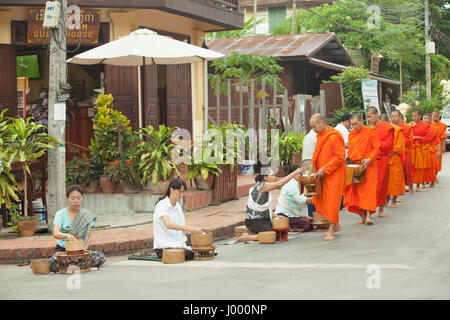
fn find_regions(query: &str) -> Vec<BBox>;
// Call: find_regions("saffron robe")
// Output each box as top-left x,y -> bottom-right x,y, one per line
399,122 -> 414,186
375,121 -> 394,207
422,125 -> 441,182
431,121 -> 447,172
344,126 -> 380,215
387,125 -> 405,197
311,126 -> 346,224
412,121 -> 433,184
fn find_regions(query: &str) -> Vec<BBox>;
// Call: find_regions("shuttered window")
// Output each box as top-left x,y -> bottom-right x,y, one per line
269,7 -> 287,32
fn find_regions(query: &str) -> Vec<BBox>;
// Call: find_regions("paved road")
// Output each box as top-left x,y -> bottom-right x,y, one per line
0,154 -> 450,300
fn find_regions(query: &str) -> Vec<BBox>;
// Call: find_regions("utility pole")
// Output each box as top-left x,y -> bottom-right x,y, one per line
425,0 -> 431,99
253,0 -> 258,36
291,0 -> 297,34
47,0 -> 69,230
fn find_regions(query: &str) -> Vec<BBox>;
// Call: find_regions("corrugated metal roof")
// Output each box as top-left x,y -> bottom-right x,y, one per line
208,33 -> 338,57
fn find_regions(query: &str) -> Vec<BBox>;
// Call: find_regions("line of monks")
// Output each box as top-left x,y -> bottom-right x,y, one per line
310,107 -> 446,240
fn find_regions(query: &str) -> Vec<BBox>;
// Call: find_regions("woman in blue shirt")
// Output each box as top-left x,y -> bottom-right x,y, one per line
50,185 -> 106,273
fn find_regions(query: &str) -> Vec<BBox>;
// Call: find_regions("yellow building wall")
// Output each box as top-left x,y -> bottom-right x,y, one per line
0,6 -> 205,136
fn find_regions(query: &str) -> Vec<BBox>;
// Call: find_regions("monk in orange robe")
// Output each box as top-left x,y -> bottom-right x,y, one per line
366,107 -> 394,217
412,110 -> 433,191
344,113 -> 380,225
423,113 -> 441,188
309,113 -> 346,240
398,110 -> 414,193
431,111 -> 447,175
381,115 -> 405,208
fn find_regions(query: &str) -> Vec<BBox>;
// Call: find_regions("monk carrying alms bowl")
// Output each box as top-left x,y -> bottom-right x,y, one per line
301,173 -> 321,196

_TASK GOAL_
List every line in the items that includes the word "Call", copying each line in full.

_TASK RESULT_
// Call: find_regions("saffron robe")
// Call: find_regions("shuttered window")
// Call: find_regions("paved road")
// Call: find_regions("utility pole")
// Call: find_regions("corrugated metal roof")
// Call: find_regions("line of monks")
// Call: find_regions("woman in blue shirt")
// Call: find_regions("yellow building wall")
// Call: find_regions("monk in orange robe")
// Call: find_regions("monk carrying alms bowl")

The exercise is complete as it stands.